→ **Set task**:
Copy the rows below, substituting "Marked locations" for every "Recorded points" and leaving everything else unchanged. Omit the pictures.

→ **Dataset rows**:
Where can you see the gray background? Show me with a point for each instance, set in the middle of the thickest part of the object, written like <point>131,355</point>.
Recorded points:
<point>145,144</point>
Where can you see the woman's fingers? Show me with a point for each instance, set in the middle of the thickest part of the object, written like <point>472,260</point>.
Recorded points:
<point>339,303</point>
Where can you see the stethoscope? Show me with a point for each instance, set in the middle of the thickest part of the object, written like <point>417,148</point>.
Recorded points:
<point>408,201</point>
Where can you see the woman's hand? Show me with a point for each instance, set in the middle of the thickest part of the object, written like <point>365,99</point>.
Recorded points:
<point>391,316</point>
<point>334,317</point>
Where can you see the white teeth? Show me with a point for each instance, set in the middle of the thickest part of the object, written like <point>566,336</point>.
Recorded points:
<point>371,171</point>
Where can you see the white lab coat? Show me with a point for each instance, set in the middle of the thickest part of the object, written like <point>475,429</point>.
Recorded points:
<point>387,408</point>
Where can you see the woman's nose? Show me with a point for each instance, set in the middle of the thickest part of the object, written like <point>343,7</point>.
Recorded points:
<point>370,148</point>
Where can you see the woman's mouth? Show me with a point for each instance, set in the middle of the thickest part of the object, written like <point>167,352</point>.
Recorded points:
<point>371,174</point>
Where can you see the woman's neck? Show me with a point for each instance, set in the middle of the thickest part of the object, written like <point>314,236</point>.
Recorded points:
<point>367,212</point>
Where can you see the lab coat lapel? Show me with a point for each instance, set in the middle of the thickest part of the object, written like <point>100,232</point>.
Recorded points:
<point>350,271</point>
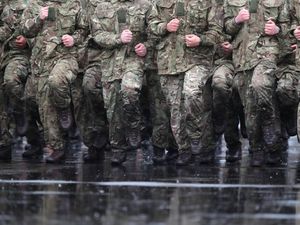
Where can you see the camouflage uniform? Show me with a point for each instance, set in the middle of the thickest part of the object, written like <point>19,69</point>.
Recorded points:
<point>255,56</point>
<point>287,74</point>
<point>185,72</point>
<point>54,66</point>
<point>15,63</point>
<point>225,102</point>
<point>92,116</point>
<point>6,136</point>
<point>122,69</point>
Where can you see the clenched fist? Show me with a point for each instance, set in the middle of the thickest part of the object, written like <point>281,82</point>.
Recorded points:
<point>140,50</point>
<point>227,47</point>
<point>297,33</point>
<point>21,41</point>
<point>44,13</point>
<point>173,25</point>
<point>242,17</point>
<point>192,40</point>
<point>126,36</point>
<point>271,28</point>
<point>68,40</point>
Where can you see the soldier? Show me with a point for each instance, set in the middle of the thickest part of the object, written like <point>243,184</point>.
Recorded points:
<point>119,28</point>
<point>225,102</point>
<point>6,137</point>
<point>92,118</point>
<point>59,27</point>
<point>188,32</point>
<point>16,67</point>
<point>287,74</point>
<point>256,28</point>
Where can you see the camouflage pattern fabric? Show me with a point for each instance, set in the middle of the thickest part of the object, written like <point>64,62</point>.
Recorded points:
<point>56,70</point>
<point>255,56</point>
<point>122,70</point>
<point>250,45</point>
<point>202,18</point>
<point>15,61</point>
<point>257,91</point>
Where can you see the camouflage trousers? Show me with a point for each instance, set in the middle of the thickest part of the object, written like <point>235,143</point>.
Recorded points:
<point>225,103</point>
<point>15,75</point>
<point>287,86</point>
<point>287,93</point>
<point>162,136</point>
<point>198,104</point>
<point>48,92</point>
<point>172,89</point>
<point>256,89</point>
<point>89,108</point>
<point>122,103</point>
<point>6,138</point>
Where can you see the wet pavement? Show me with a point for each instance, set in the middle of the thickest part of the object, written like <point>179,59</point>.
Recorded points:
<point>139,193</point>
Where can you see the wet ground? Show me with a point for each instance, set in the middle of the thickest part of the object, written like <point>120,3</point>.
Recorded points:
<point>139,193</point>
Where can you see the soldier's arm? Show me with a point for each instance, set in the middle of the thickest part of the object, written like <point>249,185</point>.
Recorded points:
<point>283,21</point>
<point>157,26</point>
<point>231,27</point>
<point>5,26</point>
<point>81,27</point>
<point>31,23</point>
<point>151,38</point>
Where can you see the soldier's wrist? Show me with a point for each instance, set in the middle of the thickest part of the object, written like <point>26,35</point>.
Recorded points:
<point>38,21</point>
<point>163,28</point>
<point>118,40</point>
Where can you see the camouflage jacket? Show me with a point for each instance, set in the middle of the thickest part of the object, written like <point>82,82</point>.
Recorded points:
<point>107,23</point>
<point>10,29</point>
<point>251,45</point>
<point>200,17</point>
<point>68,18</point>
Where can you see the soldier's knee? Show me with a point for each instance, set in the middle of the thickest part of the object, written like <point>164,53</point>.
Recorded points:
<point>54,83</point>
<point>88,86</point>
<point>220,86</point>
<point>287,94</point>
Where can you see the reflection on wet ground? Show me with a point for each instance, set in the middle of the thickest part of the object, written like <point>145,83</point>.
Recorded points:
<point>139,193</point>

→ **Final result**:
Where can you see the gray background? Show me with a point for each instance, set in the middle of the thickest part of the object, written like <point>131,355</point>.
Marked locations:
<point>145,144</point>
Where can you see the woman's fingers? Show me with a point for each instance, set in the middle of the thickest part of the object, written like <point>472,260</point>.
Marked locations:
<point>339,303</point>
Where can you see the stethoscope? Show me with a point for each instance, set in the middle of the thickest part of the object, written like <point>417,148</point>.
Marked locations:
<point>408,201</point>
Where can you see the woman's hand? Show me with a point for each instance, set in the middle of the thickest part of the object, written like <point>365,99</point>.
Marked locations:
<point>391,316</point>
<point>334,317</point>
Where can you see the white teeth? Show me with a point for each instance, set in the middle of the thickest part of the object, written like <point>566,336</point>.
Marked locations:
<point>371,171</point>
Where can you see the white lab coat? Show me with a point for each instance, set in the middle of the thickest part of the object, written like <point>475,429</point>.
Marked locations:
<point>387,408</point>
Where can you see the woman's nose? Show me with a point for each instance, set in the middle of the thickest part of the object, written like <point>343,7</point>.
Marked locations:
<point>370,148</point>
Where can you see the woman's mouth? Show me with a point for each instance, set in the middle of the thickest part of the object, written like <point>167,352</point>.
Marked locations:
<point>371,174</point>
Where can you see the woman's neck? Show me with a point for each instance, set in the middle of the thickest part of the object, written like <point>314,236</point>.
Marked locations:
<point>367,212</point>
Where can you see the lab coat lapel? Show me with a point for each instance, set in the middle of the thickest part of the object, written like <point>100,232</point>.
Marked locations:
<point>350,271</point>
Where can you see the camouflage uniform? Show me with a point for each instance, set in the middle of the thickest part of the object, written like <point>19,69</point>.
Marked locations:
<point>255,56</point>
<point>287,74</point>
<point>185,72</point>
<point>54,66</point>
<point>15,63</point>
<point>225,102</point>
<point>92,116</point>
<point>6,136</point>
<point>122,69</point>
Where can you see the clenched fist? Show me with a point for each instance, set in the middle of the thickest part of the object, written like <point>281,82</point>.
Marked locations:
<point>140,50</point>
<point>227,47</point>
<point>297,33</point>
<point>21,41</point>
<point>44,13</point>
<point>173,25</point>
<point>242,17</point>
<point>192,40</point>
<point>126,36</point>
<point>271,28</point>
<point>68,40</point>
Where can you see the soldier? Show me with a point for each instance, set in the middle of the thickest part of the object, written like <point>243,184</point>.
Marked locations:
<point>119,28</point>
<point>225,102</point>
<point>6,137</point>
<point>92,118</point>
<point>59,27</point>
<point>188,32</point>
<point>16,67</point>
<point>287,74</point>
<point>256,28</point>
Where can you see the camouflage pattern fabric? Show me with a point for each instance, set in the middle of the thickest part of the object, written like <point>64,62</point>.
Marked locations:
<point>56,70</point>
<point>255,56</point>
<point>122,70</point>
<point>250,45</point>
<point>202,18</point>
<point>15,61</point>
<point>257,91</point>
Where can you see the camouflage trousers? Show me with a point for each instance, set in the middle of the thickest part of the object, written like <point>235,143</point>.
Marked locations:
<point>225,103</point>
<point>15,75</point>
<point>287,86</point>
<point>287,93</point>
<point>162,136</point>
<point>198,104</point>
<point>48,92</point>
<point>172,89</point>
<point>256,89</point>
<point>89,108</point>
<point>122,103</point>
<point>6,138</point>
Where can you see the wet pavement? Show me with a point for each instance, set in the middle of the thickest part of the object, written like <point>179,59</point>.
Marked locations:
<point>139,193</point>
Where can you see the wet ground? Show me with a point for each instance, set in the middle of the thickest part of the object, written like <point>120,3</point>.
Marked locations:
<point>139,193</point>
Where can you see the soldier's arm? Show me with a point for each instance, set in the middle of the thickest part of the object, written like <point>249,185</point>.
Marked locations:
<point>283,21</point>
<point>157,26</point>
<point>231,27</point>
<point>5,26</point>
<point>81,27</point>
<point>31,23</point>
<point>151,38</point>
Where can you see the soldier's wrist? Show me with a point for each instance, set in the middle of the thickest part of the object, written like <point>26,35</point>.
Marked locations:
<point>38,21</point>
<point>163,28</point>
<point>118,40</point>
Where can you see the camouflage jacket? Show me with a point for each instance, set in the middle of the thickest part of the object, written like <point>82,82</point>.
Marked locations:
<point>107,23</point>
<point>10,29</point>
<point>251,45</point>
<point>200,17</point>
<point>68,18</point>
Where can you see the soldier's knee? Show me with a point for each instance, set in the middle of the thickest part of the object, written like <point>164,53</point>.
Marked locations:
<point>54,83</point>
<point>88,86</point>
<point>220,86</point>
<point>287,94</point>
Where can you see the reflection on wet ground? Show me with a point for each instance, set in the middle of the thickest part of the object, written like <point>145,83</point>.
Marked locations:
<point>139,193</point>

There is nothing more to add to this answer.